What do the miRNA names/identifiers mean?
The numbering of miRNA genes is simply sequential. For instance, at the time of writing the last published miRNA was mouse mir-352. The next novel published miRNA will get the number 353. However, if you submit an Xenopus miRNA that is identical to human mir-121 for example, we will suggest you also name your sequence mir-121.
The names/identifiers in the database are of the form hsa-mir-121. The first three letters signify the organism. The mature miRNA is designated miR-121 in the database and in much of the literature, whilst mir-121 refers to the miRNA gene and also to the predicted stem-loop portion of the primary transcript. Distinct precursor sequences and genomic loci that express identical mature sequences get names of the form hsa-mir-121-1 and hsa-mir-121-2. Lettered suffixes denote closely related mature sequences -- for example hsa-miR-121a and hsa-miR-121b would be expressed from precursors hsa-mir-121a and hsa-mir-121b respectively.

━━━━━━━━━━━━━━━━

* _About this task_
Proceed with the explanation of miRNA names and identifiers above, picking up right after its last sentence.

(Entries taken from a collection)
━━━━━━━━━━━━━━━━

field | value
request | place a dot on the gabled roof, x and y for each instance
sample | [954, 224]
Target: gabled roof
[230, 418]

━━━━━━━━━━━━━━━━

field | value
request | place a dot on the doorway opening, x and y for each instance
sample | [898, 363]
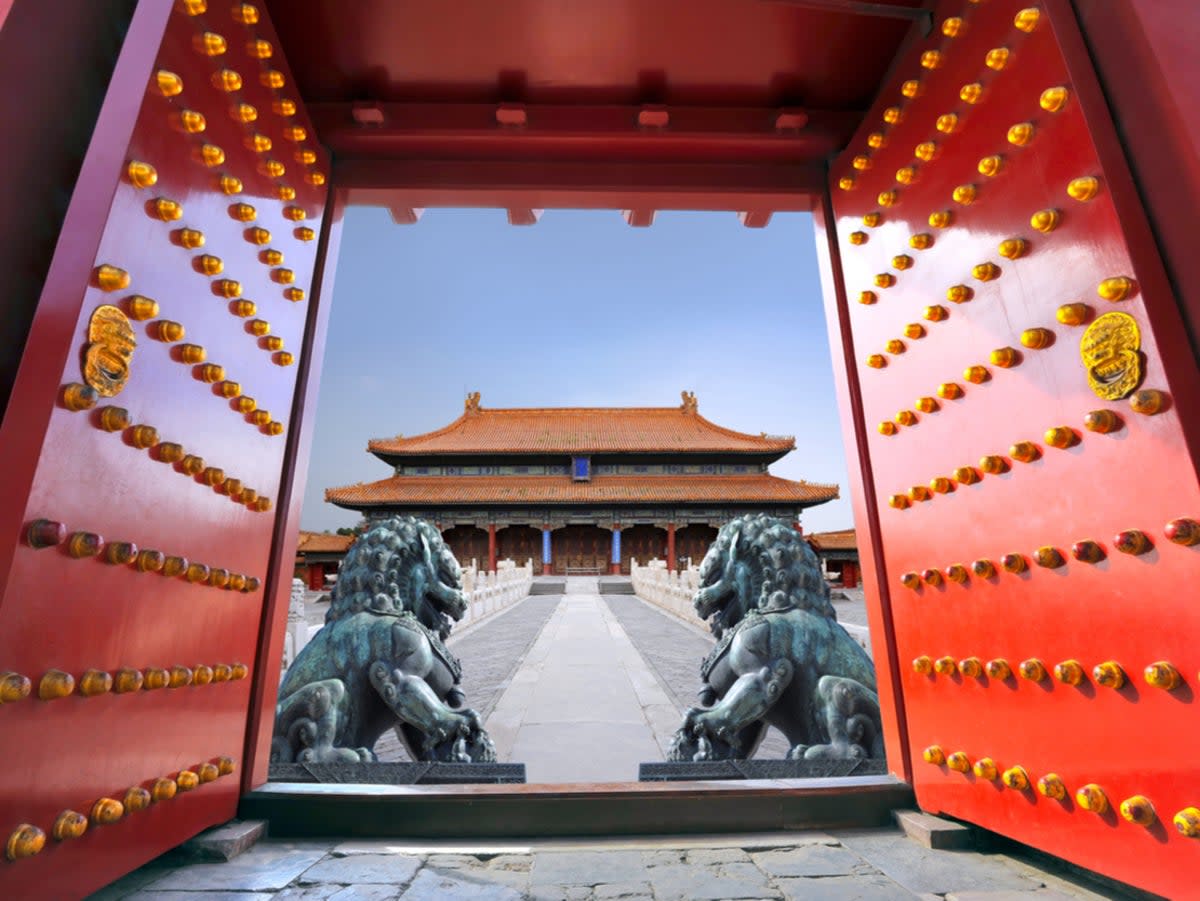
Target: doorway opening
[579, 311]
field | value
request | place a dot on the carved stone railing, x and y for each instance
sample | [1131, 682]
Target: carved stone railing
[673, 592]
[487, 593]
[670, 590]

━━━━━━━━━━━━━━━━

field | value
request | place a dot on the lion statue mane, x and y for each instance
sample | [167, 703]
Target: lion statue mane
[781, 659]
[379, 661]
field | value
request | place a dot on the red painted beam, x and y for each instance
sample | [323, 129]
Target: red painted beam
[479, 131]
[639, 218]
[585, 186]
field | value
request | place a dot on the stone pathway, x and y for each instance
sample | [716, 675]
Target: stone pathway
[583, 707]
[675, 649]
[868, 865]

━━━━━━━━━━━━━━━━

* _Answer to this task_
miRNA cloning studies sometimes identify two ~22nt sequences miRNAs which originate from the same predicted precursor. When the relative abundancies clearly indicate which is the predominantly expressed miRNA, the mature sequences are assigned names of the form miR-56 (the predominant product) and miR-56* (from the opposite arm of the precursor). When the data are not sufficient to determine which sequence is the predominant one, names like miR-142-5p (from the 5' arm) and miR-142-3p (from the 3' arm). An older convention sometimes used miR-142-s and miR-142-as.
miRNAs that do not conform to these ideas have in some cases been renamed in the database. There are however a few published exceptions to these rules that are accommodated. For example, different organisms have slightly different naming conventions -- in plants, published names are of the form MIR121. Viral miRNAs also adopt a slightly different naming scheme. For this reason it is unwise to rely on capitalisation to confer information, such as the mir/miR precursor/mature convention. let-7 and lin-4 are obvious exceptions to the numbering scheme, and these names are retained for historical reasons. New submissions of homologues of let-7 or lin-4 will also acquire these names.
Please note that miRNA names are able to convey only limited information, and are entirely unsuitable to encode information about complex sequence relationships. You should not therefore rely on the name to tell you all you need to know about the sequence. Sensible database approaches should instead use dedicated fields and annotation to describe such relationships, such as the "family" data provided here.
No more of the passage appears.